_Travail demandé:_ Réécrivez le passage de l'extrait sur le projet d'alliance entre Renault, Nissan et GM, en commençant par « La situation du » et en allant jusqu'à « filiale financière, GMAC. », puis changez « sursis » en « répit ».

_Extrait choisi:_
- - - -

Est-ce le bon moment ? Le fait que l'initiative de l'alliance vienne
de M. Kerkorian est à double tranchant. D'un côté,
cela permet de donner une "couleur" américaine
à l'opération et atténuer ainsi les réactions
de patriotisme économique aux Etats-Unis. De l'autre, M.
Ghosn n'a pas eu la maîtrise du calendrier. Or celui-ci n'est
pas optimum.
Renault, qui vient d'entamer son plan de relance, annoncé
en février, a de nombreux défis à relever.
Attendre les premiers signes du redressement aurait été
sans doute préférable. Nissan entre également
dans une zone de turbulences. Le renouvellement en cours de sa gamme
aux Etats-Unis risque de lui faire perdre des parts de marché
dans les prochains mois.
Par ailleurs, M. Ghosn a prévenu, fin juin, que les ventes
au Japon cette année seraient moins bonnes que prévu.
La situation du groupe japonais aurait sans doute été
plus favorable en 2007.
Côté GM, la situation n'est pas non plus favorable,
mais pour des raisons inverses : pour résumer cela ne va
pas encore assez mal. Le constructeur américain vient en
effet d'obtenir un sursis financier grâce à la vente
de 51 % de sa très rentable filiale financière, GMAC.
Par ailleurs, GM a annoncé, fin juin, que les restructurations
se déroulent plus vite que prévu. Plus de 35 000 salariés
ont souscrit au plan de départs volontaires. Le spectre d'une
faillite s'éloigne pour le moment.
GM a-t-il les moyens de refuser la proposition ? Si, comme certaines
indiscrétions le laissent entendre, le futur schéma
se dirige vers une prise de participation de 20 % répartie
à parts égales entre Renault et Nissan, à laquelle
on ajoute les 9,9 % de M. Kerkorian, plus la part de certains fonds
spéculatifs qui pourraient apporter leur soutien, l'ensemble
formerait une coalition qui représenterait de 30 % à
40 % du capital. Difficile de refuser quoi que ce soit à
des actionnaires aussi puissants ! Mais telle n'est pas la philosophie
de M. Ghosn, qui a prévenu que pour aboutir, le projet a
besoin de la pleine coopération du management de GM.

- - - -

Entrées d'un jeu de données
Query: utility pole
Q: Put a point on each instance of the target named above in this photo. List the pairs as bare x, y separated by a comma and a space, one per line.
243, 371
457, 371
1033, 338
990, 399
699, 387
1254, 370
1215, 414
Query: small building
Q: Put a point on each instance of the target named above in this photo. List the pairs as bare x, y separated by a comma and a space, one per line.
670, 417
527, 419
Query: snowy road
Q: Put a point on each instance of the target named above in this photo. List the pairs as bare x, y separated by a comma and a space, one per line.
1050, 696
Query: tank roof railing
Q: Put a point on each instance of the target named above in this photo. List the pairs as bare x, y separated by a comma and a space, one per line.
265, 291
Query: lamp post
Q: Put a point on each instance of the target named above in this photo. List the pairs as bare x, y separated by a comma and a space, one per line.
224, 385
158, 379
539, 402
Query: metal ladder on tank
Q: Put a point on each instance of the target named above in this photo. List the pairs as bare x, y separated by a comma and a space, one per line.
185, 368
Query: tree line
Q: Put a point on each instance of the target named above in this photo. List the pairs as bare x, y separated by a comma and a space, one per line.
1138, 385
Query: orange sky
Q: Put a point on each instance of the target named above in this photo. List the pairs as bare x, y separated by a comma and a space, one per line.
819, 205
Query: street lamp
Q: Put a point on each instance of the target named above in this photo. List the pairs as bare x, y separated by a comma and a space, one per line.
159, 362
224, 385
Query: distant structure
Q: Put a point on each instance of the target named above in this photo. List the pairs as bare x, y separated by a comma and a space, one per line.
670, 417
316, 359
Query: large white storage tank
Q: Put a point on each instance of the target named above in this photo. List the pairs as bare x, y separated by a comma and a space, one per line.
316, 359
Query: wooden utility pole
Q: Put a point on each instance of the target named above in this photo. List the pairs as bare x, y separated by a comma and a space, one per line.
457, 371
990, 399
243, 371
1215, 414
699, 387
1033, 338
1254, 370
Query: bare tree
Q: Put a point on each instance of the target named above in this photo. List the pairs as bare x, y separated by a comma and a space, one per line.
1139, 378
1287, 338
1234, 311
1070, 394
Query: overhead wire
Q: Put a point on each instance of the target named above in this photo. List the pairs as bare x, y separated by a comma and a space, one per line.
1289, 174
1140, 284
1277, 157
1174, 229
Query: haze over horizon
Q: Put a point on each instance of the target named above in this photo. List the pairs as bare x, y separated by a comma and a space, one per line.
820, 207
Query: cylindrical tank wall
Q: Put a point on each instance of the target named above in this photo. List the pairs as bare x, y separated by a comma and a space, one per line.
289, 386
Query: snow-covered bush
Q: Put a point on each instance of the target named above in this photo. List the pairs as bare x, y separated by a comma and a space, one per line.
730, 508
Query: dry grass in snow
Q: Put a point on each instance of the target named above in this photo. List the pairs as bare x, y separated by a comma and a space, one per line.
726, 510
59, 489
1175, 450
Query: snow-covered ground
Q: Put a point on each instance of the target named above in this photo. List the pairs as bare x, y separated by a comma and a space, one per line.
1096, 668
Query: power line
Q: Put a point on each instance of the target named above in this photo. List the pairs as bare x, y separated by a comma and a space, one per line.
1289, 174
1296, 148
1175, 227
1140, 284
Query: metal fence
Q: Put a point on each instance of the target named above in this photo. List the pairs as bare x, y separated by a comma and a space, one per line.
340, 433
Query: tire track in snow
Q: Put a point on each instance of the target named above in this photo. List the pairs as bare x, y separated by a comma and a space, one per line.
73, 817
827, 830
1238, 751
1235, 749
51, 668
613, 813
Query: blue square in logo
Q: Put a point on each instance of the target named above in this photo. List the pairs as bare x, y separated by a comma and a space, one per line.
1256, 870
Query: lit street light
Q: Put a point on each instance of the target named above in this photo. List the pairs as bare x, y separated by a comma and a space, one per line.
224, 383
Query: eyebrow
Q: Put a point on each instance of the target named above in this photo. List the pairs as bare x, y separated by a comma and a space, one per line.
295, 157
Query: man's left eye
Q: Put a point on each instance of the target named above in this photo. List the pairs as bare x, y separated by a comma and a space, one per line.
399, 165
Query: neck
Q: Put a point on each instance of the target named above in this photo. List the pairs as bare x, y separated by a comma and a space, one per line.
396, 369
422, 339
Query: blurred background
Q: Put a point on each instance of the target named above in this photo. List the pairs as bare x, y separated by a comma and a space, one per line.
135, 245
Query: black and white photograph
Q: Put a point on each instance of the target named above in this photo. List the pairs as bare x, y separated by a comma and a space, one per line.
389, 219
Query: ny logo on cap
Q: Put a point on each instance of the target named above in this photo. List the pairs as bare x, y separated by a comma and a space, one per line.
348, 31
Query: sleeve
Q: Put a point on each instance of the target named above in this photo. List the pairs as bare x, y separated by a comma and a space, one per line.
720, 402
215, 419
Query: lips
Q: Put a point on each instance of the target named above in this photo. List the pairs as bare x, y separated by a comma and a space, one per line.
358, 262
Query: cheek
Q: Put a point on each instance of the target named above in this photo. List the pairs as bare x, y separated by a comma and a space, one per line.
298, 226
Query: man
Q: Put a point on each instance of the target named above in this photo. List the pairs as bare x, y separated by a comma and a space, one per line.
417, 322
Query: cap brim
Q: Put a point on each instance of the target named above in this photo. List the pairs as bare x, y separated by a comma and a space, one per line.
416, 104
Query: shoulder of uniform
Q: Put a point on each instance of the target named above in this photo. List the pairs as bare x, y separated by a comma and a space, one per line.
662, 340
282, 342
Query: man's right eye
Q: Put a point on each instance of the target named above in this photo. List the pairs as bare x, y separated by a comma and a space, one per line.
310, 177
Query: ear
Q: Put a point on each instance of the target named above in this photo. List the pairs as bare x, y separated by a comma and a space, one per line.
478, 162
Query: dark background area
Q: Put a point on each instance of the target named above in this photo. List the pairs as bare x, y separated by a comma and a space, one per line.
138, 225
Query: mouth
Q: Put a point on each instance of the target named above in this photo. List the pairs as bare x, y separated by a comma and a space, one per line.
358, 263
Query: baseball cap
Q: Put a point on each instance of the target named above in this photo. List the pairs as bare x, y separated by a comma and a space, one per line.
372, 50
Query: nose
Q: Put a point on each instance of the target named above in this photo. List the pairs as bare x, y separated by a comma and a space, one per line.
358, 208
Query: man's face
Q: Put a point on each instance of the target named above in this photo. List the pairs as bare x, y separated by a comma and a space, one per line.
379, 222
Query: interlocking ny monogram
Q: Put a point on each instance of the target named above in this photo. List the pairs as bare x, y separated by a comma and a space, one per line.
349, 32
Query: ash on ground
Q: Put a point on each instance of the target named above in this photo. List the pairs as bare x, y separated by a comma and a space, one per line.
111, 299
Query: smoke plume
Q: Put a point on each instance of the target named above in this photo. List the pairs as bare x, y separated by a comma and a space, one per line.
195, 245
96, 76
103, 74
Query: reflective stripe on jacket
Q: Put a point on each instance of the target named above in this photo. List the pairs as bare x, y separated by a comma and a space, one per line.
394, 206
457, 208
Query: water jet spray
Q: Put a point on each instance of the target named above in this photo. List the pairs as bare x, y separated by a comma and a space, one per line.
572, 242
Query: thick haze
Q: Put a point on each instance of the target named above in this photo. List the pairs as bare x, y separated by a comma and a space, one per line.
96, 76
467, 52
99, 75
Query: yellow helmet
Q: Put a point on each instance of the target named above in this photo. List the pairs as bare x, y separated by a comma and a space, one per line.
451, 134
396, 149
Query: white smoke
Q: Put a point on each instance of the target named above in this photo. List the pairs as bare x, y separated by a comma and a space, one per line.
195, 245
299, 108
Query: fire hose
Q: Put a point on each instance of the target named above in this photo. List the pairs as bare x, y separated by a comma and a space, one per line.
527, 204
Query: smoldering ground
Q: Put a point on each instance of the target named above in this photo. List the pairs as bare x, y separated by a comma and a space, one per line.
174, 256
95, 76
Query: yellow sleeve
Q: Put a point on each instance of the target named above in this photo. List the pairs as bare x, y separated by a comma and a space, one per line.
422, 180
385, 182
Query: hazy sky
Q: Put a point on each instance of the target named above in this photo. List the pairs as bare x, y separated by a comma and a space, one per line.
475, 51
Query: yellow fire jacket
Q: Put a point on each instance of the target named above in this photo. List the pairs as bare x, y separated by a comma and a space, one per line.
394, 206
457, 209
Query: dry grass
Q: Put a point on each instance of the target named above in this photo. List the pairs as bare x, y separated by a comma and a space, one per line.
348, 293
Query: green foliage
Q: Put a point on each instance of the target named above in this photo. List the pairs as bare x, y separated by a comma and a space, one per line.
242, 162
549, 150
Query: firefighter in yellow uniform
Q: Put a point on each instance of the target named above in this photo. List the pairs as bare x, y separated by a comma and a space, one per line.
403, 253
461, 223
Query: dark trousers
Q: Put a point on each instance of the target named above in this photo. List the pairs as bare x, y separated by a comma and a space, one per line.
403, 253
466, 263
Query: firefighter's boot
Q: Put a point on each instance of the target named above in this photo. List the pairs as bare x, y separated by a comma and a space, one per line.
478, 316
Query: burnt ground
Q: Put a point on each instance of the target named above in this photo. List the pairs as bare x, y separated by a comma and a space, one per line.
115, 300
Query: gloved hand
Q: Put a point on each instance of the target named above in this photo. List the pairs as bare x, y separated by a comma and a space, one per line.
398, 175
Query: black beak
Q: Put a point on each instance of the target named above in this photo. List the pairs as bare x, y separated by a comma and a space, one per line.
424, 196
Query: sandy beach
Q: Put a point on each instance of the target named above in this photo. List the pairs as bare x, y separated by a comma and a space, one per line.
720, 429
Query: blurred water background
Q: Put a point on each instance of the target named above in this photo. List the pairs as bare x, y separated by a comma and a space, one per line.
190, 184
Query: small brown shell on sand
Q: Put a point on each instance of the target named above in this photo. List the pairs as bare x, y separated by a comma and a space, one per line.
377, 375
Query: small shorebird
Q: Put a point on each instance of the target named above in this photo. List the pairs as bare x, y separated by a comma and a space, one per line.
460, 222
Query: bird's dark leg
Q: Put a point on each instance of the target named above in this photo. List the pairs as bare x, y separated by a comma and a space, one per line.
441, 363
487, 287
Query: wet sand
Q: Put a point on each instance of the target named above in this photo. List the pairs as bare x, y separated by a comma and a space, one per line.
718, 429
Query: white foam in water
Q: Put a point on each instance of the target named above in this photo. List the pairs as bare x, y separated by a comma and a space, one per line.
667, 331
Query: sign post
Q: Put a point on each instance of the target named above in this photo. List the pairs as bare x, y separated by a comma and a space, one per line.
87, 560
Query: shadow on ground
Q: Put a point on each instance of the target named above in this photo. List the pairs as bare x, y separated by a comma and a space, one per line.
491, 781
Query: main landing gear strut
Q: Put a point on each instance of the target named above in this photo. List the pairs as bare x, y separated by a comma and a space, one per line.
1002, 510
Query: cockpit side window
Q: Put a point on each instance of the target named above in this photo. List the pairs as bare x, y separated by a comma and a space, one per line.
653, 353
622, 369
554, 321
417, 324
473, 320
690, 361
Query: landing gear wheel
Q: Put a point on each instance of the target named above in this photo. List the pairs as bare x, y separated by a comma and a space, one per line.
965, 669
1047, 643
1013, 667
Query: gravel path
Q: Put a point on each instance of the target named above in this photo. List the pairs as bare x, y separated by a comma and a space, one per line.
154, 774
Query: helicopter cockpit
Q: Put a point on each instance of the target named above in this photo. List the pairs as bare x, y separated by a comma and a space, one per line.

- - - -

_Production attendue:_
La situation du groupe japonais aurait sans doute été
plus favorable en 2007.
Côté GM, la situation n'est pas non plus favorable,
mais pour des raisons inverses : pour résumer cela ne va
pas encore assez mal. Le constructeur américain vient en
effet d'obtenir un répit financier grâce à la vente
de 51 % de sa très rentable filiale financière, GMAC.